>> Begin Exercise input
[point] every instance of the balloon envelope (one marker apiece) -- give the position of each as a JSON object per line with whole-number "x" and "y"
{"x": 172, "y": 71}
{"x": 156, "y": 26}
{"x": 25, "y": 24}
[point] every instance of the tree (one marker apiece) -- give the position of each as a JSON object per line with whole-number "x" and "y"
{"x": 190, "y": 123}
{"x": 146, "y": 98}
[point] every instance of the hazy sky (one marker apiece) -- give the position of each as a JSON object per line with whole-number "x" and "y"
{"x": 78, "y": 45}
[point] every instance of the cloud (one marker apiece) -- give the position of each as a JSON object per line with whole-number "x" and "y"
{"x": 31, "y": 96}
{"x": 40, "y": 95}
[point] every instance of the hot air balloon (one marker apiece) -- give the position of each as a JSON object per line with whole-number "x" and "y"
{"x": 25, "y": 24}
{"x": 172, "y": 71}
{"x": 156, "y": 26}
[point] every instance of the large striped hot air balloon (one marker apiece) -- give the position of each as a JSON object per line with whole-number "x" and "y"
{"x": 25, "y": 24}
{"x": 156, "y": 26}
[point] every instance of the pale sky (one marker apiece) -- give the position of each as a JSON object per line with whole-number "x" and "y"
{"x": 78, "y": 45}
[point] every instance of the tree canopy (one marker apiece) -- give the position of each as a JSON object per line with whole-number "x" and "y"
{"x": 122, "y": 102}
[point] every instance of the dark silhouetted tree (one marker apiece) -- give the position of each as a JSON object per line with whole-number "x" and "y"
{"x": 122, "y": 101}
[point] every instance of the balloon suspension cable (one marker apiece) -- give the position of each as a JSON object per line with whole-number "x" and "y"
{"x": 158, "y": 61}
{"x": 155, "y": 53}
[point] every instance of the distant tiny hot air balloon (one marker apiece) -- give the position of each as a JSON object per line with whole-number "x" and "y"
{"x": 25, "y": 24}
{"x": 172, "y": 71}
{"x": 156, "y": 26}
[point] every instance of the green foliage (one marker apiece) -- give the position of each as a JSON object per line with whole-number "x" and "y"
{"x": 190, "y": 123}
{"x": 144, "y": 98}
>> End Exercise input
Rewrite the listing above, replacing "whole-number" with "integer" and leaving everything else unchanged.

Solution below:
[point] every instance of the balloon envelope (one marker apiece) -- give the position of each as a JSON object per line with integer "x" and "y"
{"x": 172, "y": 71}
{"x": 156, "y": 26}
{"x": 25, "y": 24}
[point] every instance of the tree (one marker apiece) -- give the position of each as a JSON object per line with integer "x" and "y"
{"x": 190, "y": 123}
{"x": 146, "y": 98}
[point] every instance of the hazy sky (one marker apiece) -- give the position of each as a JSON object per line with integer "x" and "y"
{"x": 78, "y": 45}
[point] every instance of the cloud (one marker apiece) -- give the position of each as a JSON object per line with integer "x" and "y"
{"x": 31, "y": 96}
{"x": 40, "y": 95}
[point] every instance of the hot air balloon (one marker apiece) -- give the position of each as a JSON object per line with integer "x" and "y"
{"x": 25, "y": 24}
{"x": 172, "y": 71}
{"x": 156, "y": 26}
[point] every instance of the large striped hot air balloon (one marker apiece) -- give the position of each as a JSON object per line with integer "x" and "y"
{"x": 25, "y": 24}
{"x": 156, "y": 26}
[point] every instance of the pale sky (one marker apiece) -- give the position of each as a JSON object per line with integer "x" and "y"
{"x": 78, "y": 45}
[point] every instance of the tree canopy (one marker apiece) -- give the position of each as a JSON object per line with integer "x" and "y"
{"x": 122, "y": 102}
[point] every instance of the dark silhouetted tree (one marker apiece) -- give the position of each as a JSON object per line with integer "x" and "y"
{"x": 122, "y": 101}
[point] every instance of the balloon suspension cable (one marker apiece) -- give the position of each as a JSON object per line with integer "x" and "y"
{"x": 158, "y": 61}
{"x": 155, "y": 53}
[point] every instance of the distant tiny hot air balloon (one marker apiece) -- give the position of each as a JSON object per line with integer "x" and "y"
{"x": 25, "y": 24}
{"x": 172, "y": 71}
{"x": 156, "y": 26}
[point] every instance of the green foliage (one marker apiece) -- give the position of each as a JSON object per line with integer "x" and "y"
{"x": 190, "y": 123}
{"x": 144, "y": 98}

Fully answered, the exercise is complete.